>>>
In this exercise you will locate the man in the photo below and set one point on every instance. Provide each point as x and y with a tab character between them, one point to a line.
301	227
<<<
>>>
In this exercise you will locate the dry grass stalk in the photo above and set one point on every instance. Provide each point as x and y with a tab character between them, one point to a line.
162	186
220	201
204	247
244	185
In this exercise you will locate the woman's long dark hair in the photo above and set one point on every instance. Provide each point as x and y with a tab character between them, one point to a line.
<<<
>>>
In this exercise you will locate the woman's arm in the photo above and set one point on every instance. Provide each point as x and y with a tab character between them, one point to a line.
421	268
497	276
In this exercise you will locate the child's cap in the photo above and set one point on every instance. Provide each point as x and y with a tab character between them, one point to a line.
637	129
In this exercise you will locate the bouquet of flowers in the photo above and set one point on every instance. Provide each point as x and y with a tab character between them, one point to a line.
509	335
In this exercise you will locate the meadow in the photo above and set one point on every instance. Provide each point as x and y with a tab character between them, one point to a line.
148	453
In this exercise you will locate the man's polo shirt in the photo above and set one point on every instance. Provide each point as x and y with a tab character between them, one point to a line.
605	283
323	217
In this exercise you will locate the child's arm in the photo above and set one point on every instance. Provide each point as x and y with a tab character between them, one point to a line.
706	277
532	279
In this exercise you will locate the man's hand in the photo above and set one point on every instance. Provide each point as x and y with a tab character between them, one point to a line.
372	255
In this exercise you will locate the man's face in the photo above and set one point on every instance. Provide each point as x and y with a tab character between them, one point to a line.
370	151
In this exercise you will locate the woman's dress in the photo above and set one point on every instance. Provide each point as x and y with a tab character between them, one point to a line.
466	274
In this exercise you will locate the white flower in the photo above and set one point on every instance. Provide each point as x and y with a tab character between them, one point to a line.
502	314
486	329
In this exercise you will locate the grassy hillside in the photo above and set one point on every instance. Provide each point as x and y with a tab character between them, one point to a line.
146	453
<<<
Exercise |
Tally the lines in the items above that contain the word "below" and reply with that number alone.

Response to this task |
1